__YOUR TASK__: Write out the records below word for word, please.

__EXTRACTED RECORDS__:
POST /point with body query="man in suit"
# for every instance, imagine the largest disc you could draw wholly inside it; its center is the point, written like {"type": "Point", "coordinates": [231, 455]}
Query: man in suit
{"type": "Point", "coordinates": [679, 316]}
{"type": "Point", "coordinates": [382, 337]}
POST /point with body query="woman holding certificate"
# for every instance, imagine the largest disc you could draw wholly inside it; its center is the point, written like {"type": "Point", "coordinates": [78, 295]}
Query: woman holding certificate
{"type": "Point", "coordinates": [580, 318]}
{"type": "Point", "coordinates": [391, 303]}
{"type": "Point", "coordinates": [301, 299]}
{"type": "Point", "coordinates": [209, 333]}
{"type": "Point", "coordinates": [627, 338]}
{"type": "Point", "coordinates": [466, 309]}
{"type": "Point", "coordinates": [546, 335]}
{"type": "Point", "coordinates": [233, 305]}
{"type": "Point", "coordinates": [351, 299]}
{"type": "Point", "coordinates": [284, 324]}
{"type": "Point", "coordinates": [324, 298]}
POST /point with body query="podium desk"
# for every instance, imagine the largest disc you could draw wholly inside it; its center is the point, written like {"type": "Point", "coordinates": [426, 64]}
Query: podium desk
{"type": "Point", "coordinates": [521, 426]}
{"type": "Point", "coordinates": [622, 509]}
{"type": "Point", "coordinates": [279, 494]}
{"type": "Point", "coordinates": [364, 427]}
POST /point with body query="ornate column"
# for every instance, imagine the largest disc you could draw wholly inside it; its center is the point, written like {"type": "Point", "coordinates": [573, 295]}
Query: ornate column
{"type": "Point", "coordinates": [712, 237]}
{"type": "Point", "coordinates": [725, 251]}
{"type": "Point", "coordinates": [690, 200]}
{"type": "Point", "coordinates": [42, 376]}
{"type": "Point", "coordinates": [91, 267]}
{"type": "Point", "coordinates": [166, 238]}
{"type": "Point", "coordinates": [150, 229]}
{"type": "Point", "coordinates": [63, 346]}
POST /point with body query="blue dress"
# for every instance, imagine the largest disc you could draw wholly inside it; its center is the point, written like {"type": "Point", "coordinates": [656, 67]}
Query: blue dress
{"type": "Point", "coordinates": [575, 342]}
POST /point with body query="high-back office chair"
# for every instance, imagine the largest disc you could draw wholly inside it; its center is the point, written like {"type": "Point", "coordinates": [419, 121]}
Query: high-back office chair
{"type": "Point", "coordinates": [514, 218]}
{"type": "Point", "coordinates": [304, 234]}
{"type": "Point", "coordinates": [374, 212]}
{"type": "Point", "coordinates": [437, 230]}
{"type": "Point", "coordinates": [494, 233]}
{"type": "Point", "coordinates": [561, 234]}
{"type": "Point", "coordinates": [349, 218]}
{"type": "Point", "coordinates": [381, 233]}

__COMPLETE ANSWER__:
POST /point with body query="man in suit"
# for every instance, imagine the largest disc you could draw wholly inside it; its center is the point, written like {"type": "Point", "coordinates": [231, 455]}
Query: man in suit
{"type": "Point", "coordinates": [679, 316]}
{"type": "Point", "coordinates": [382, 337]}
POST /point with body query="woman holding certificate"
# for every instance, imagine the largest disc you could draw wholly inside it; its center is the point, written like {"type": "Point", "coordinates": [78, 295]}
Query: woman holding certificate
{"type": "Point", "coordinates": [580, 318]}
{"type": "Point", "coordinates": [391, 303]}
{"type": "Point", "coordinates": [301, 299]}
{"type": "Point", "coordinates": [209, 333]}
{"type": "Point", "coordinates": [627, 338]}
{"type": "Point", "coordinates": [466, 309]}
{"type": "Point", "coordinates": [546, 335]}
{"type": "Point", "coordinates": [233, 305]}
{"type": "Point", "coordinates": [351, 299]}
{"type": "Point", "coordinates": [284, 324]}
{"type": "Point", "coordinates": [324, 298]}
POST /point with body query="podium desk"
# for every instance, imagine the largest disc you could draw wholly inside it; its center is the point, written like {"type": "Point", "coordinates": [426, 64]}
Query: podium desk
{"type": "Point", "coordinates": [521, 426]}
{"type": "Point", "coordinates": [622, 509]}
{"type": "Point", "coordinates": [279, 494]}
{"type": "Point", "coordinates": [364, 427]}
POST /point with body query="ornate column"
# for every instance, imagine the largest disc you could draw wholly inside it; its center is the point, written like {"type": "Point", "coordinates": [573, 295]}
Query: ornate column
{"type": "Point", "coordinates": [712, 237]}
{"type": "Point", "coordinates": [725, 251]}
{"type": "Point", "coordinates": [690, 200]}
{"type": "Point", "coordinates": [42, 376]}
{"type": "Point", "coordinates": [91, 267]}
{"type": "Point", "coordinates": [166, 238]}
{"type": "Point", "coordinates": [150, 229]}
{"type": "Point", "coordinates": [63, 346]}
POST /point with body query="blue dress"
# for every instance, imagine the largest disc you could draw wholly inside it; its center is the point, written like {"type": "Point", "coordinates": [656, 67]}
Query: blue dress
{"type": "Point", "coordinates": [575, 342]}
POST /point with body query="high-back office chair"
# for every instance, imagine the largest disc you could draw wholly inside it; its center is the point, written like {"type": "Point", "coordinates": [419, 121]}
Query: high-back office chair
{"type": "Point", "coordinates": [514, 218]}
{"type": "Point", "coordinates": [304, 234]}
{"type": "Point", "coordinates": [374, 212]}
{"type": "Point", "coordinates": [437, 230]}
{"type": "Point", "coordinates": [494, 233]}
{"type": "Point", "coordinates": [561, 234]}
{"type": "Point", "coordinates": [349, 218]}
{"type": "Point", "coordinates": [381, 233]}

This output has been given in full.